DIRECTIONS:
Within the records below is a range that opens at the line with "[locate] the musk ox hoof" and closes at the line with "[locate] the musk ox back". Return that range word for word, both ends included, and only that range.

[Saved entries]
════════
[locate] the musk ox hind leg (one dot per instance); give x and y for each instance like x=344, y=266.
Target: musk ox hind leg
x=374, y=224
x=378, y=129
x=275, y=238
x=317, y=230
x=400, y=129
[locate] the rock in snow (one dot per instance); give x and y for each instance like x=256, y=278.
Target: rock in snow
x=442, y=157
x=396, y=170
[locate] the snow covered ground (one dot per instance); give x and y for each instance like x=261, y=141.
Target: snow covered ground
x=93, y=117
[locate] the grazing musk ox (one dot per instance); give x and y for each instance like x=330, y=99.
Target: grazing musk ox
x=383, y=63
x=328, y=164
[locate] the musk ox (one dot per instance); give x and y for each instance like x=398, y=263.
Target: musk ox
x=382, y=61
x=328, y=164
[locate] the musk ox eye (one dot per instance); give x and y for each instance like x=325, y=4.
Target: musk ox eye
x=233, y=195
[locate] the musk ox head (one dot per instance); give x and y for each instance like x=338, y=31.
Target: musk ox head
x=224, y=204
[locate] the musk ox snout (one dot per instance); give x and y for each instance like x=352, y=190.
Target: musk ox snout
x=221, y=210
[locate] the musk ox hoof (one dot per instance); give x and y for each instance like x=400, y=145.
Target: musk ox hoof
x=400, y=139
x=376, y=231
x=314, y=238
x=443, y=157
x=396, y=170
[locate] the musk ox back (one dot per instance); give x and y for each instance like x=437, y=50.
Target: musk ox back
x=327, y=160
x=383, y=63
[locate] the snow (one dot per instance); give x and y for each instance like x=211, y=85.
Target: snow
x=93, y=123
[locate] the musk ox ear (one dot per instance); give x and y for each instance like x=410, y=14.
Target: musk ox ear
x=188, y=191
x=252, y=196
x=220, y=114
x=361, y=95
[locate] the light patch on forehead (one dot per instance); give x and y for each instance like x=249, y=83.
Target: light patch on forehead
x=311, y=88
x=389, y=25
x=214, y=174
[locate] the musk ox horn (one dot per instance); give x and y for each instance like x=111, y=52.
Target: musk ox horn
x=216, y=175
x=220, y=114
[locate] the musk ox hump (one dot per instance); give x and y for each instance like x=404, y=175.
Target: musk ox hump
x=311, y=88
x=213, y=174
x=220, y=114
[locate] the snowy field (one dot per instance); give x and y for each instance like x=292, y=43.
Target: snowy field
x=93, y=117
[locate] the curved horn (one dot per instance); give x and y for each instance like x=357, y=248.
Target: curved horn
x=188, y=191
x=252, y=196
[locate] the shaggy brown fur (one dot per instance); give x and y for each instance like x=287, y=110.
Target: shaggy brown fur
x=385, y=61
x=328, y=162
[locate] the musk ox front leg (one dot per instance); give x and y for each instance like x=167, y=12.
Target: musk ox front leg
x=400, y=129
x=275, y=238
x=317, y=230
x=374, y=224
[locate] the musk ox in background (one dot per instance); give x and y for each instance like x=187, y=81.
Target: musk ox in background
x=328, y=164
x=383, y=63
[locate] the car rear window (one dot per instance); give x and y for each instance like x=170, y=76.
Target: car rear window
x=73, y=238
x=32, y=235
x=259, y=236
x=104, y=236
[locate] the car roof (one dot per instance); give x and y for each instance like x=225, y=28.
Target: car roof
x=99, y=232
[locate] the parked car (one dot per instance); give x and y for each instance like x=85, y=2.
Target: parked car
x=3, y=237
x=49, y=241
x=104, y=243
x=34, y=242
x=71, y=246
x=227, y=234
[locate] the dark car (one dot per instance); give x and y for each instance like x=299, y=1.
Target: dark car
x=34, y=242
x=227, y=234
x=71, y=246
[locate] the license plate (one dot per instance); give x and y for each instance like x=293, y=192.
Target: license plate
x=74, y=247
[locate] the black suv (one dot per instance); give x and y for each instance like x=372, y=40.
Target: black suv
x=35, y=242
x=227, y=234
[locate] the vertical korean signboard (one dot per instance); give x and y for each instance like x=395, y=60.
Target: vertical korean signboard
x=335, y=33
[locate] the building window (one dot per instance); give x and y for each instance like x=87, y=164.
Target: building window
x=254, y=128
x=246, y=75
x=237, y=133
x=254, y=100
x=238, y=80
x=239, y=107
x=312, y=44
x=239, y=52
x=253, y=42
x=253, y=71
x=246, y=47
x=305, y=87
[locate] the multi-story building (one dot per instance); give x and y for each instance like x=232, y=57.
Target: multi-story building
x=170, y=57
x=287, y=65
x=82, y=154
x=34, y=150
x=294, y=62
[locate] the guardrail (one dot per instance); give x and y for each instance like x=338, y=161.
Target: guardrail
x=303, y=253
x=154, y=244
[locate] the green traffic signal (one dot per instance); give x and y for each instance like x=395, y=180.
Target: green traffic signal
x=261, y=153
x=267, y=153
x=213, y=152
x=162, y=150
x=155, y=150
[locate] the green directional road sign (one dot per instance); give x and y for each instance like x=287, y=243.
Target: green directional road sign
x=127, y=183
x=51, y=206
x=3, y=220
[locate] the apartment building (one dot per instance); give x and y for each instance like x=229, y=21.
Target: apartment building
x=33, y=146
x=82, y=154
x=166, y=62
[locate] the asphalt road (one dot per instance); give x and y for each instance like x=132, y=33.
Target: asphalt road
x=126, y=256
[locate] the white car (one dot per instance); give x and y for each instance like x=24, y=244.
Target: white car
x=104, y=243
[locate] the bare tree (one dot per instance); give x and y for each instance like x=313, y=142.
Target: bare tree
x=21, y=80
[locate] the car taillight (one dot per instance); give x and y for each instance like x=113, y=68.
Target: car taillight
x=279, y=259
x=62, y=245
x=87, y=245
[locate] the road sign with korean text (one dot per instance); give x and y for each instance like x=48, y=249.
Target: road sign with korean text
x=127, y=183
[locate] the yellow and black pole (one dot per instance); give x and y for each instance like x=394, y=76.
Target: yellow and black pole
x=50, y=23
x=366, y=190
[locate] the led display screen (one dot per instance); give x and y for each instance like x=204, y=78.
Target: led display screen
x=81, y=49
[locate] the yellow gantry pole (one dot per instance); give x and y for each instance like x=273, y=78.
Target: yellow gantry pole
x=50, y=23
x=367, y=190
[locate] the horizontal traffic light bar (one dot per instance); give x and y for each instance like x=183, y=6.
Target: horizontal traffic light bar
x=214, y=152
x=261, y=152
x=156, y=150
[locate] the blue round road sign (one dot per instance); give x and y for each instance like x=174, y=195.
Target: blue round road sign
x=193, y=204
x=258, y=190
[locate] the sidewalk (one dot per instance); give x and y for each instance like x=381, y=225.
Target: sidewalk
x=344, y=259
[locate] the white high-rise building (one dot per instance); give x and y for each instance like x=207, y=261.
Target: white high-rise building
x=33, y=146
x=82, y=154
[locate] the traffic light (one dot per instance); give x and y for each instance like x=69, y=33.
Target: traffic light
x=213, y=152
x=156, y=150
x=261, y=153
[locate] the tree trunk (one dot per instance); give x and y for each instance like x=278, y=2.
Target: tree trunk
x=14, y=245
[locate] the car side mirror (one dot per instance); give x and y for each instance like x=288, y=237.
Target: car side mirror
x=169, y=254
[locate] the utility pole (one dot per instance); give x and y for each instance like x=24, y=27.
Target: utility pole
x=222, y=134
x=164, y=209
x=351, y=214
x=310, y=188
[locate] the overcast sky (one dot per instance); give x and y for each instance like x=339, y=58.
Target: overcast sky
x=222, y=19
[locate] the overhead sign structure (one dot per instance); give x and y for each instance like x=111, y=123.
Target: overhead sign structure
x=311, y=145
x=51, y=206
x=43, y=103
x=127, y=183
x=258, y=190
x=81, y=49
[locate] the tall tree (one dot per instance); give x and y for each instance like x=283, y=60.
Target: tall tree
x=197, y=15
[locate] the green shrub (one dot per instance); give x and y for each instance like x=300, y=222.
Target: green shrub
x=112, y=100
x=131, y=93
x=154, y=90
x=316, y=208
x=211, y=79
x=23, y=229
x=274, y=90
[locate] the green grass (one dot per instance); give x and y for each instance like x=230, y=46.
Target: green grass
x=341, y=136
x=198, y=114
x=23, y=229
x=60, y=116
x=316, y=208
════════
ANSWER SECTION:
[locate] the musk ox hoof (one dot per instance); give x and y for each instance like x=400, y=145.
Target: musk ox hoof
x=400, y=139
x=376, y=231
x=314, y=238
x=443, y=157
x=396, y=170
[locate] the musk ox back (one dot per instance); give x and y for each instance like x=437, y=50.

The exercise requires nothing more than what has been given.